■ **Stated exercise**: Copy out the lines of the items below, starting from the line containing "I need to find the smoke" and ending with the line containing "[[54, 0, 118, 113]]", with both of those lines included and nothing changed.

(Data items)
begin

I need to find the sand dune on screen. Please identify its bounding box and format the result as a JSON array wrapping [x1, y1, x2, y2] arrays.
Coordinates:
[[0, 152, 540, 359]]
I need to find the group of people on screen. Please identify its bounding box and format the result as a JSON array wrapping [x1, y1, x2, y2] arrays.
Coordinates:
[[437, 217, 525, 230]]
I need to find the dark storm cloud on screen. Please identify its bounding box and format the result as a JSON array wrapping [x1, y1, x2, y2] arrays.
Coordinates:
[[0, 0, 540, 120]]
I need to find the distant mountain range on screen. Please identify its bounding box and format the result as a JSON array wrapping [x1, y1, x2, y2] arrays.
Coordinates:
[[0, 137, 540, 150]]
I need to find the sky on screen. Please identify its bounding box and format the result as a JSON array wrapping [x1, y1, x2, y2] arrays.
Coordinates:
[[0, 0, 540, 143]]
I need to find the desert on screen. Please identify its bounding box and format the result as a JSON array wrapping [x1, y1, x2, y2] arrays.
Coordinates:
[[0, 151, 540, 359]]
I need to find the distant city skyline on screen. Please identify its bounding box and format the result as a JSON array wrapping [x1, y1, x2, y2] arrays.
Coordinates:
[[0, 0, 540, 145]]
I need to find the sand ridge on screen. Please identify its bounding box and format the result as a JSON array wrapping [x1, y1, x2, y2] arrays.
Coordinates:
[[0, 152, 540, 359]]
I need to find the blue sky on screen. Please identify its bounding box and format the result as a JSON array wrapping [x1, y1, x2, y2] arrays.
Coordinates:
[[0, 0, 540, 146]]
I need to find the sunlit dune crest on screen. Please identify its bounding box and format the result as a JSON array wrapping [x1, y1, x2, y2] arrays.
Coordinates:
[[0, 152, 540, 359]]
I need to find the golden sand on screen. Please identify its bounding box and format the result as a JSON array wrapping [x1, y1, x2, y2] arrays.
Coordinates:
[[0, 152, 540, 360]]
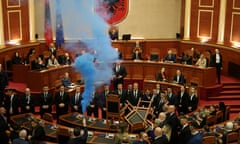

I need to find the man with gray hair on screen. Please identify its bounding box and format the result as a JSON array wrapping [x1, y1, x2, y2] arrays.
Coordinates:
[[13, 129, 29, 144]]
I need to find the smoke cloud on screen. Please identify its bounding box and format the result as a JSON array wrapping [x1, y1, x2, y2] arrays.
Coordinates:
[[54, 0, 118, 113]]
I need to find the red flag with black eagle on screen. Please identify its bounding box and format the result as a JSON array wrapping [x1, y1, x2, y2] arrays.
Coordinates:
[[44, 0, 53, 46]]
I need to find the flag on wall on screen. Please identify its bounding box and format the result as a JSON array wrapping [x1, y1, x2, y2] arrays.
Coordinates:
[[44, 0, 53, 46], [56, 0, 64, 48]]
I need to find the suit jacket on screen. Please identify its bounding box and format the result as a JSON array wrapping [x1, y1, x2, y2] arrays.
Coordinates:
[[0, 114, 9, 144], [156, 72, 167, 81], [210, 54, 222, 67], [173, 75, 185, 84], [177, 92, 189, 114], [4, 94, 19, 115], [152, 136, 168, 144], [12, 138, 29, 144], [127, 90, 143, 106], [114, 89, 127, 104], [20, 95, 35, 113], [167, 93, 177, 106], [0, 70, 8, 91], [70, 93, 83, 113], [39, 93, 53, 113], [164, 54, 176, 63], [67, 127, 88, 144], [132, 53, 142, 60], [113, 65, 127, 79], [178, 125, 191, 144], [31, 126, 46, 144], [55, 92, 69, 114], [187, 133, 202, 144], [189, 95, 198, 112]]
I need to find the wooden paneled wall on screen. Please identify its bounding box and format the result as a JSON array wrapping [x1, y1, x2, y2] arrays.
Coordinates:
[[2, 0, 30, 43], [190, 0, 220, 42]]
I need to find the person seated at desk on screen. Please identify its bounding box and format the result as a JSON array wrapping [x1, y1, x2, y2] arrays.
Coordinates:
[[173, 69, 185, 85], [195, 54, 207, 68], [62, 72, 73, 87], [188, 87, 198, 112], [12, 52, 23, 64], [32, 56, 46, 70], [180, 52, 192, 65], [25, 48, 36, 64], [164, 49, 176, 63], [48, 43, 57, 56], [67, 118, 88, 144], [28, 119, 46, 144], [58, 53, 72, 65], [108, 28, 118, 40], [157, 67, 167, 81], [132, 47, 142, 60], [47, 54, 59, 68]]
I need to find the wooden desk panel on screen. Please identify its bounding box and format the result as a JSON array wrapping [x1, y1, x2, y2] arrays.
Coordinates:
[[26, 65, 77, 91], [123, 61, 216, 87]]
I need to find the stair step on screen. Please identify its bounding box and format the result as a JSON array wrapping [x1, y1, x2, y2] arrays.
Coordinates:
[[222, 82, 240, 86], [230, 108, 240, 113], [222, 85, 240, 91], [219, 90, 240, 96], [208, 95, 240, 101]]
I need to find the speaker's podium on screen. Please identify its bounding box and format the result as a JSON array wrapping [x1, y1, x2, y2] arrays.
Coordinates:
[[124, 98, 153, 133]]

end
begin

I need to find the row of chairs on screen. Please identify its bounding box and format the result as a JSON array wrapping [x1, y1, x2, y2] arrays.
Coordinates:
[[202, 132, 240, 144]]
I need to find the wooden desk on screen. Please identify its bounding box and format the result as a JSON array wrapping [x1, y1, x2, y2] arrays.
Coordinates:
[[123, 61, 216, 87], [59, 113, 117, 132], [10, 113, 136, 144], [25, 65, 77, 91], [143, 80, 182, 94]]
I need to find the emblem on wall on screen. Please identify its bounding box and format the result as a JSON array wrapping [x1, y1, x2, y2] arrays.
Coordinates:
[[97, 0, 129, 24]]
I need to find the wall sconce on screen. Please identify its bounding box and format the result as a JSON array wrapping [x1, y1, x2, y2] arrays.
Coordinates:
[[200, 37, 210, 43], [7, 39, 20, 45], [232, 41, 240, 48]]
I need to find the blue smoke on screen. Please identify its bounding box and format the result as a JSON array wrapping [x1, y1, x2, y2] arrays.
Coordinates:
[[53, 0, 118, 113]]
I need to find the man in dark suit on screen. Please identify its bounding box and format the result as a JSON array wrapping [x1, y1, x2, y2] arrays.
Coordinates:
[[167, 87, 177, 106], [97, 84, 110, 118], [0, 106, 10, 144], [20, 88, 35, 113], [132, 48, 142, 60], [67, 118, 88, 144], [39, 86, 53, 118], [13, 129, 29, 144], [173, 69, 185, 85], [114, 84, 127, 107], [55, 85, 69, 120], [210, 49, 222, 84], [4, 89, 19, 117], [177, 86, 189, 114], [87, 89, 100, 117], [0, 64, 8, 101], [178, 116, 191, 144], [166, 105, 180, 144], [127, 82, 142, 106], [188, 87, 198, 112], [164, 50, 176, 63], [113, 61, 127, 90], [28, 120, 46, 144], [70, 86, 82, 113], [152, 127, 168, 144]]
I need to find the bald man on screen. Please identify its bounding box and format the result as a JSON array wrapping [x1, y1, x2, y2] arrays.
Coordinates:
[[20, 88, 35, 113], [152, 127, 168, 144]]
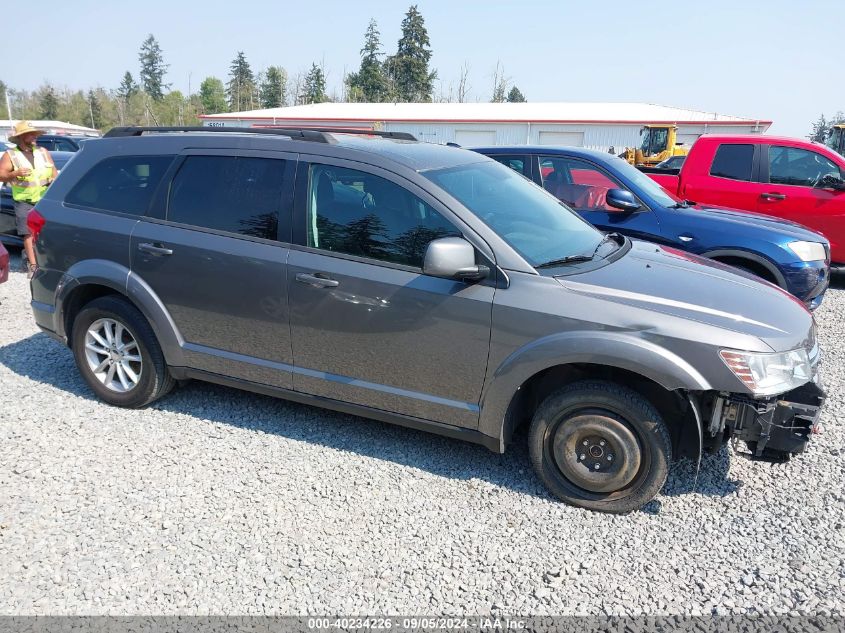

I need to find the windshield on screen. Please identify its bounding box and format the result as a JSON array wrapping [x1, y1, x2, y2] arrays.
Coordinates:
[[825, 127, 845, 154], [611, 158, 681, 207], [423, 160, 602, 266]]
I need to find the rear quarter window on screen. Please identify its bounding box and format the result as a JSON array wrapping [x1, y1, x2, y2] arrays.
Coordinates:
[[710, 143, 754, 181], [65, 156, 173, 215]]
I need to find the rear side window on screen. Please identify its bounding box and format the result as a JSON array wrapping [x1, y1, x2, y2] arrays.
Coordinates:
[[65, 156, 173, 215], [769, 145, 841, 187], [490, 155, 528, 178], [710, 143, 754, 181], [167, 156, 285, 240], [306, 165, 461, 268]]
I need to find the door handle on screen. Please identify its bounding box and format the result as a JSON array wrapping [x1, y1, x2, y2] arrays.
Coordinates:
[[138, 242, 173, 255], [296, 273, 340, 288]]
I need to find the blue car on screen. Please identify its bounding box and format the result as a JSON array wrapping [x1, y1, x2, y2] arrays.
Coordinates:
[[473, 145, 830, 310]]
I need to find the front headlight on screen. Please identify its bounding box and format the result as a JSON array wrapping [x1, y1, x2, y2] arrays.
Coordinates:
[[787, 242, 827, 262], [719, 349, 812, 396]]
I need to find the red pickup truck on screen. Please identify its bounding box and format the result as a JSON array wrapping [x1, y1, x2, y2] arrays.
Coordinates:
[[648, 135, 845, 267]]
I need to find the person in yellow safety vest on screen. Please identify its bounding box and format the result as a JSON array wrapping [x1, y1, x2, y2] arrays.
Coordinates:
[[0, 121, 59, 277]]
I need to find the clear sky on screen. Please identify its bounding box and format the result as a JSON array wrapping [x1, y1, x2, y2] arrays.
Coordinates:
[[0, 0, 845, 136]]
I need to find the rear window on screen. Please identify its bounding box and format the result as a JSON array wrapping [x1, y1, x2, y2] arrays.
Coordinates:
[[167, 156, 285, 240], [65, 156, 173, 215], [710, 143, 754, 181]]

end
begin

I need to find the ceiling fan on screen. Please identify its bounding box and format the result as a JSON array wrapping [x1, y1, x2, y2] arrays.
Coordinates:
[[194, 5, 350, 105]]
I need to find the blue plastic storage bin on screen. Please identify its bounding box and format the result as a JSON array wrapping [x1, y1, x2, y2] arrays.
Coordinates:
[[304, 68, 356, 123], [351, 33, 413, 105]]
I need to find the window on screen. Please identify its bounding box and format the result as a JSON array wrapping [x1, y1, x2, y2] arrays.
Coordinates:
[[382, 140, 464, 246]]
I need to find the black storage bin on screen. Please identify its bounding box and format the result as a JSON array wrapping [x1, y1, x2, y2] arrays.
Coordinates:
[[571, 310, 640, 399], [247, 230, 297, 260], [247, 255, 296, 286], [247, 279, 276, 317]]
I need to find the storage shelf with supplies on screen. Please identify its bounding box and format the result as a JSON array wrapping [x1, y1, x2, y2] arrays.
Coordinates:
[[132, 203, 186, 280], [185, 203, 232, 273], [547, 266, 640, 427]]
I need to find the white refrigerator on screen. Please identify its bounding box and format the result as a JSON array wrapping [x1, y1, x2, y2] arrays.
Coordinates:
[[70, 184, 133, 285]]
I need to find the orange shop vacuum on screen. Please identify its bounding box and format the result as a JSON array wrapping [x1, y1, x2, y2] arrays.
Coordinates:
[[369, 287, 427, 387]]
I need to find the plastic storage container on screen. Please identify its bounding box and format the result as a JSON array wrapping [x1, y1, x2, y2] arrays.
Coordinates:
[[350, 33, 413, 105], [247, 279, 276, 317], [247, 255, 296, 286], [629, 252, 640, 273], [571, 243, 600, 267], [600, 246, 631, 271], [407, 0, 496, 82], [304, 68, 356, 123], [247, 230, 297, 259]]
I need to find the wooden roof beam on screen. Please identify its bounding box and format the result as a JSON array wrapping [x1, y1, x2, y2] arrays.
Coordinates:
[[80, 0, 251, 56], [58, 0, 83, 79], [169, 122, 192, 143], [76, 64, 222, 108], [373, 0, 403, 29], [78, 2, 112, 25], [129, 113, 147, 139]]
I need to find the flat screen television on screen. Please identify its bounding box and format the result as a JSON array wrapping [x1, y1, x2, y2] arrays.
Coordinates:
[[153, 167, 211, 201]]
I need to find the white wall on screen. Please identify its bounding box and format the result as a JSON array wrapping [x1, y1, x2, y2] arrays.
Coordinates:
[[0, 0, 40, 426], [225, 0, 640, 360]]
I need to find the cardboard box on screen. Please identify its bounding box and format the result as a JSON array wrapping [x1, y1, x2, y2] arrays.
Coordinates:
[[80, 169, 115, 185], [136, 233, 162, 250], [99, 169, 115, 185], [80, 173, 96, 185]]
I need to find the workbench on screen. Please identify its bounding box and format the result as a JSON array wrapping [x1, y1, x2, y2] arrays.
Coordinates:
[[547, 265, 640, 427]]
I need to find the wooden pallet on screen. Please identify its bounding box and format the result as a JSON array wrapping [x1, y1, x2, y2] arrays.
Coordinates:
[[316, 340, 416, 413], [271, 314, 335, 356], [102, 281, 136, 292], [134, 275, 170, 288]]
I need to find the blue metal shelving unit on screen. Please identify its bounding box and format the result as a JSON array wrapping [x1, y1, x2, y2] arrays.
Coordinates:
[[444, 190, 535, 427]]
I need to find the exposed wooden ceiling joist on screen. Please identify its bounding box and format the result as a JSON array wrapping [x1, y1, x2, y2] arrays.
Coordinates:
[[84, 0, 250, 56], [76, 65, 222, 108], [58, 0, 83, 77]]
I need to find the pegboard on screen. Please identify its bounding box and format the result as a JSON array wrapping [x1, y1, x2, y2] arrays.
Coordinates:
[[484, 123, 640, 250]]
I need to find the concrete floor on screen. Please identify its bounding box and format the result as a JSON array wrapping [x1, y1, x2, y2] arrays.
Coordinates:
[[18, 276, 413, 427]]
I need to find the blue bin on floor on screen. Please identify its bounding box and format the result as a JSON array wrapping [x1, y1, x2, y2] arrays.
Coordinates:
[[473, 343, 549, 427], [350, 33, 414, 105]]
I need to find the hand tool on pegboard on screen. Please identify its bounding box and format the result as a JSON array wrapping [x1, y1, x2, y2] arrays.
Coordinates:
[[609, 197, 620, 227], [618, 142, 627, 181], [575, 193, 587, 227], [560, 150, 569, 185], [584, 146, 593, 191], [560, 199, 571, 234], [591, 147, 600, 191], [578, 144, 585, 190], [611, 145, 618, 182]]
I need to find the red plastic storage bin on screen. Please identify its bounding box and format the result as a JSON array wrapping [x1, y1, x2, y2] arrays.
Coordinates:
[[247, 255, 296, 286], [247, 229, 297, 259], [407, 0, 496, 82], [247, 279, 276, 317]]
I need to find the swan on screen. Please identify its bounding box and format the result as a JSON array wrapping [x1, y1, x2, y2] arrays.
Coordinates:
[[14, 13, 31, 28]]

end

■ **Written response**:
I need to find the smoke cloud on screen. Please identify its bounding box and format the result as a JSON array wrapping [x1, y1, x2, y2] arrays.
Coordinates:
[[54, 0, 118, 113]]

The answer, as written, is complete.